PROBLEM TO SOLVE:
Show every line of the listing below that contains the string "uniform", treating uppercase and lowercase as distinct.

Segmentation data
########

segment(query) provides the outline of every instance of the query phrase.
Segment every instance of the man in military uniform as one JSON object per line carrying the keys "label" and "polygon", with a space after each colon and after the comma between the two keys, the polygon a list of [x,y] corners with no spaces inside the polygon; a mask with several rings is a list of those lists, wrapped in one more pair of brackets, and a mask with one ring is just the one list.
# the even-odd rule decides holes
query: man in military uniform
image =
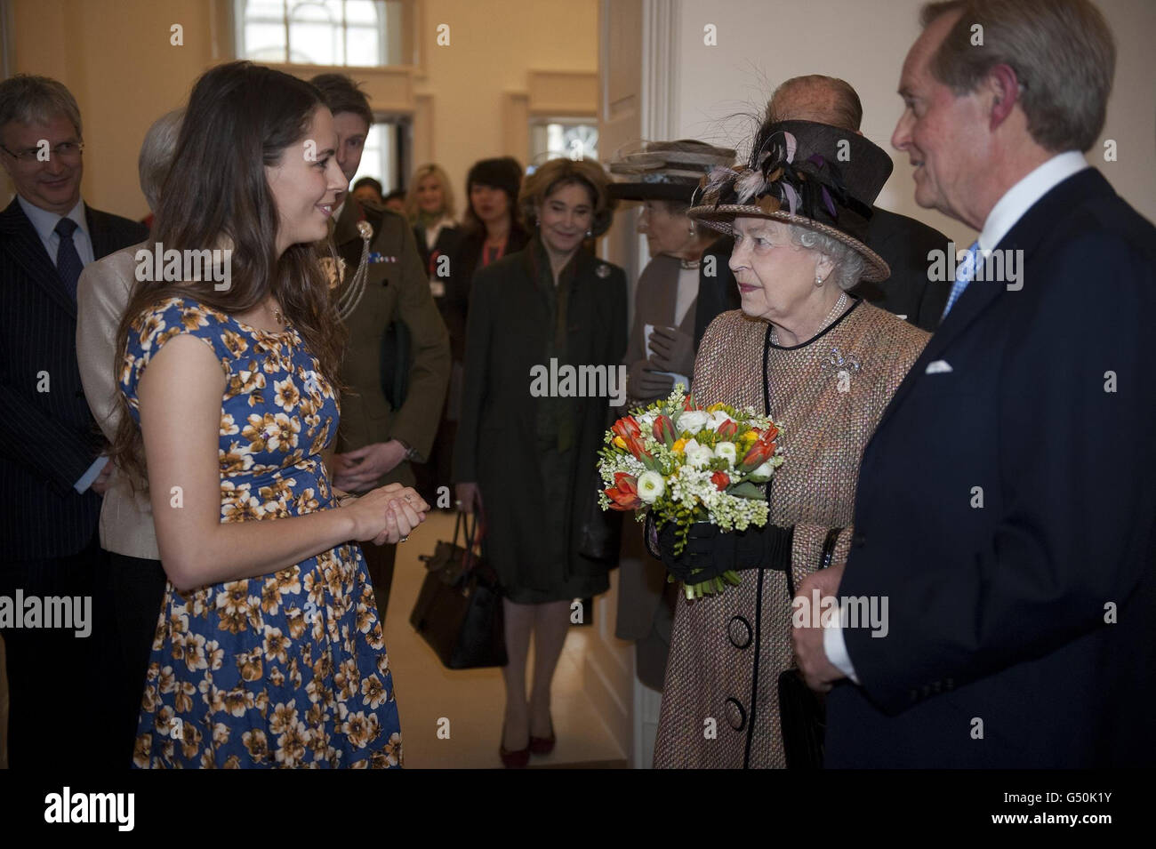
{"label": "man in military uniform", "polygon": [[[369,99],[342,74],[321,74],[311,82],[333,112],[338,164],[353,179],[373,122]],[[338,203],[331,236],[346,265],[340,292],[350,285],[361,261],[360,222],[372,228],[372,237],[364,292],[350,298],[356,305],[344,316],[349,341],[341,368],[346,388],[333,485],[350,493],[393,482],[412,486],[410,463],[429,456],[445,402],[450,336],[405,216],[357,201],[348,192]],[[372,543],[363,543],[362,550],[384,621],[397,550]]]}

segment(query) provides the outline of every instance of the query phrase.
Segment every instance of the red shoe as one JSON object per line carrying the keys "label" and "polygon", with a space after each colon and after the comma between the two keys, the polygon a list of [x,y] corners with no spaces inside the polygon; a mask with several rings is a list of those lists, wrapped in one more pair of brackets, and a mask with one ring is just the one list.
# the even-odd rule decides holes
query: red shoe
{"label": "red shoe", "polygon": [[502,766],[506,769],[525,769],[526,765],[529,764],[529,750],[534,745],[534,738],[529,738],[529,744],[525,749],[519,749],[511,752],[505,747],[505,739],[498,745],[498,757],[502,759]]}
{"label": "red shoe", "polygon": [[529,736],[529,751],[534,754],[549,754],[554,751],[554,744],[557,743],[557,738],[554,736],[554,722],[550,721],[550,736],[549,737],[535,737]]}

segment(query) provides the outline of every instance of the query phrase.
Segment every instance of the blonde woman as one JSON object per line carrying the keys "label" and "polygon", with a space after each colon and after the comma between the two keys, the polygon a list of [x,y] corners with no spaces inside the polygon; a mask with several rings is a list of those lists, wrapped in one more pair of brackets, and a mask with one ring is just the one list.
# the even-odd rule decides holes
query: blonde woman
{"label": "blonde woman", "polygon": [[455,215],[453,187],[445,169],[431,162],[414,171],[409,192],[406,193],[406,216],[414,225],[417,250],[430,278],[430,291],[438,299],[445,295],[446,274],[437,273],[437,260],[439,256],[452,256],[458,247]]}

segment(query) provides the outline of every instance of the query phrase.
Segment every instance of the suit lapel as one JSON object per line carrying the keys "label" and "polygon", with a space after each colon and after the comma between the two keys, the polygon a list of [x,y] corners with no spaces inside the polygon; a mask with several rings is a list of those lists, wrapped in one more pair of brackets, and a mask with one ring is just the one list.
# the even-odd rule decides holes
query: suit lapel
{"label": "suit lapel", "polygon": [[84,219],[88,222],[88,234],[92,239],[92,259],[98,260],[112,253],[112,239],[109,228],[104,225],[104,214],[84,204]]}
{"label": "suit lapel", "polygon": [[36,228],[24,215],[15,198],[7,209],[0,213],[0,247],[8,252],[13,261],[34,283],[44,289],[61,310],[76,318],[76,304],[68,296],[68,290],[57,274],[57,267],[52,263],[47,251],[44,250],[44,243],[40,241]]}
{"label": "suit lapel", "polygon": [[[995,246],[998,251],[1023,251],[1024,266],[1030,265],[1032,254],[1039,248],[1047,234],[1054,229],[1055,222],[1082,201],[1101,194],[1112,194],[1112,187],[1096,169],[1088,167],[1073,174],[1052,188],[1028,209],[1027,213],[1008,231],[1007,236]],[[1023,268],[1020,269],[1021,274]],[[1023,278],[1021,277],[1021,283]],[[1037,285],[1047,285],[1046,281],[1037,281]],[[924,374],[928,363],[942,359],[942,353],[957,340],[964,330],[979,321],[984,314],[1002,297],[1014,297],[1007,291],[1007,283],[992,281],[985,276],[983,281],[973,281],[963,290],[963,295],[951,307],[943,322],[932,335],[919,359],[911,366],[906,378],[899,385],[891,402],[887,405],[875,432],[879,433],[911,392],[911,387]]]}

########

WRITTEN SOLUTION:
Segment every instance of the man in military uniform as one JSON object per line carrying the keys "label" and "polygon", with a space after each colon and after the comma between the two keys, the polygon a list of [x,y] corners with no spaces inside the polygon; a mask with several rings is a list of those lists, wrapped in one more pair of brackets, and a mask with one ring is just the one list.
query: man in military uniform
{"label": "man in military uniform", "polygon": [[[369,99],[342,74],[321,74],[311,82],[333,112],[338,164],[353,179],[373,122]],[[338,203],[331,236],[346,265],[340,292],[350,285],[361,261],[360,222],[372,228],[372,237],[364,292],[350,298],[356,305],[344,316],[349,341],[341,368],[346,388],[333,485],[350,493],[393,482],[412,486],[410,463],[429,456],[445,402],[450,336],[405,216],[357,201],[348,192]],[[372,543],[363,543],[362,550],[384,621],[397,550]]]}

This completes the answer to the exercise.